EXERCISE INSTRUCTIONS:
1. Please answer these questions from the Tetrahymena text:
(a) At which art research laboratory was TETRAHYMENA developed?
(b) In how many different mating types does the organism Tetrahymena exist in Nature?
(c) With individuals from how many other types can an individual of one mating type mate?
2. Copy the Tetrahymena text between "We believe it" and "concern us all.", inclusive, substituting "mental exercise" for "thought experiment".

A research and production residency by Marta de Menezes(PT) and Maria Manuela Lopes(PT).
Marta de Menezes and Maria Manuela Lopes, developed TETRAHYMENA at Ectopia – art research laboratory. In collaboration with Doutora Isabel Gordo at the Gulbenkian Science Institute.
Tetrahymena is an art project with no predetermined conclusion. It is an art project that lives of the experimentation, and as such it is an ongoing research process that dispenses a final statement. The work starts with an idea or concept that has been of critical importance to our society – the concept of gender. Our relation to the concept of gender is explored through a live organism that has seven distinct genders. Frequently, the words gender, sex, and mating preference are used with blurred boundaries. The common aquatic organism Tetrahymena exists in Nature in seven different “mating types” (as they are known to scientists), or sexes, or genders. Individuals from each “mating type” display characteristic morphologic and behavioral traits and are able to mate with individuals from any other of the six types different from their own.
We believe it is possible to use the live organisms as art media to generate an artwork addressing how each one of us relates to gender, sex, and mating preferences. In other words, we have chosen to develop a thought experiment, using objects and contraptions to challenge our preconceptions, belief systems, and rationality. Therefore, the artists’ aim is to not only to develop and experiment with biological material and techniques to develop and produce the artwork, but more importantly to experiment with concepts and preconceptions about gender issues that concern us all.

Items from a dataset:

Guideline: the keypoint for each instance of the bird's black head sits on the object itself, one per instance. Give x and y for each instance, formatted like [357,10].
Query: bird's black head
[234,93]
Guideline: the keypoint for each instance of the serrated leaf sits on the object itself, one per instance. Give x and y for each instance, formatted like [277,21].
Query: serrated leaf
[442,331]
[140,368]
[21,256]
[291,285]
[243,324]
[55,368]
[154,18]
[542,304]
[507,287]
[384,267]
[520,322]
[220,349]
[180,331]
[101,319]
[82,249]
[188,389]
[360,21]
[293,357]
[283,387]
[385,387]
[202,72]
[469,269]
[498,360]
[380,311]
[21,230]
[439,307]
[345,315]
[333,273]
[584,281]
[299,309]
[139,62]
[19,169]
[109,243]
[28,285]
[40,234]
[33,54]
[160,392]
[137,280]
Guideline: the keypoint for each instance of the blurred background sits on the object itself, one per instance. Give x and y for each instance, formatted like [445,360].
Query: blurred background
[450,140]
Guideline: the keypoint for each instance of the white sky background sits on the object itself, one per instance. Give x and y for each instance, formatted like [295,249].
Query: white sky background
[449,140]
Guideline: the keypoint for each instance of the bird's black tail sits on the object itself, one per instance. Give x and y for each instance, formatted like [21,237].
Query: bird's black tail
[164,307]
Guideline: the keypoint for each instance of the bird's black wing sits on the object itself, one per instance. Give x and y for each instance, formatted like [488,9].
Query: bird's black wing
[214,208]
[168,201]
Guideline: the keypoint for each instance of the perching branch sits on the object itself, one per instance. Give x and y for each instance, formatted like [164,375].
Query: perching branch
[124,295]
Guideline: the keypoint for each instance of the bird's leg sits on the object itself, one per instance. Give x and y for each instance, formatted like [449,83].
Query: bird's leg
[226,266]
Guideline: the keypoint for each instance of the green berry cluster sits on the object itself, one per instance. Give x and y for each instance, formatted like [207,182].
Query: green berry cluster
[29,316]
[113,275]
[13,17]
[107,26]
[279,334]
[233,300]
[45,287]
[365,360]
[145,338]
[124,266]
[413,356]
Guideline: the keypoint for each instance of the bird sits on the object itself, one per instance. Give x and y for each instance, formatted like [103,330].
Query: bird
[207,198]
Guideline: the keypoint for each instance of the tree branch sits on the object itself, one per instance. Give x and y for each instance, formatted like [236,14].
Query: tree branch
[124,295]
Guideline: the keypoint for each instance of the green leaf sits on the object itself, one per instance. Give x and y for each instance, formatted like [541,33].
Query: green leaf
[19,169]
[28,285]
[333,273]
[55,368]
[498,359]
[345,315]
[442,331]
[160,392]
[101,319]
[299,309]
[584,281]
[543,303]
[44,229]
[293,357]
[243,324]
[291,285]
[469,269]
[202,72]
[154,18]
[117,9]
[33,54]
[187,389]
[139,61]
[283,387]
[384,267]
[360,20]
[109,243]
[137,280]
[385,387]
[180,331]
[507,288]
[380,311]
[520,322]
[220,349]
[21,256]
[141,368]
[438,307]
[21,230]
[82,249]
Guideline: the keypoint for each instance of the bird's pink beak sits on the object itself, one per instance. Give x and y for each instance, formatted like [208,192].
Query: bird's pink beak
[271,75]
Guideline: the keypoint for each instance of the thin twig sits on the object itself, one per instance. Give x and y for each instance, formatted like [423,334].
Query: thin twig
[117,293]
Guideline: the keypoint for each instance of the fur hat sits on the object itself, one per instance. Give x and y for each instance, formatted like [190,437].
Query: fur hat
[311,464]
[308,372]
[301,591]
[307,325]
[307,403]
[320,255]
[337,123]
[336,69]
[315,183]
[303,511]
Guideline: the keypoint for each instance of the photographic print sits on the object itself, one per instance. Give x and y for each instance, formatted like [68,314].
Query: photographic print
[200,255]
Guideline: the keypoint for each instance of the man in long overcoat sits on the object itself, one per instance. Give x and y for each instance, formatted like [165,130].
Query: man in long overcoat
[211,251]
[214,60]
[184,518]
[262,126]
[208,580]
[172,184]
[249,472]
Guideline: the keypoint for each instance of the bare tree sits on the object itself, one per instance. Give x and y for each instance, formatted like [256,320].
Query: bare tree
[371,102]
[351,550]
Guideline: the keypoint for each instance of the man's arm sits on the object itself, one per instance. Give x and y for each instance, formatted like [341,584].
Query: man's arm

YOUR WRITTEN ANSWERS:
1.
(a) Ectopia – art research laboratory
(b) Seven
(c) Six

2.
We believe it is possible to use the live organisms as art media to generate an artwork addressing how each one of us relates to gender, sex, and mating preferences. In other words, we have chosen to develop a mental exercise, using objects and contraptions to challenge our preconceptions, belief systems, and rationality. Therefore, the artists’ aim is to not only to develop and experiment with biological material and techniques to develop and produce the artwork, but more importantly to experiment with concepts and preconceptions about gender issues that concern us all.